◆ **THE DATA**
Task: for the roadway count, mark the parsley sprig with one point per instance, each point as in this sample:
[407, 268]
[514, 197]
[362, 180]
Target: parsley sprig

◆ **TASK OBJECTIVE**
State how many lines of the records above contain the word "parsley", giving only that number.

◆ **WRITTEN RESPONSE**
2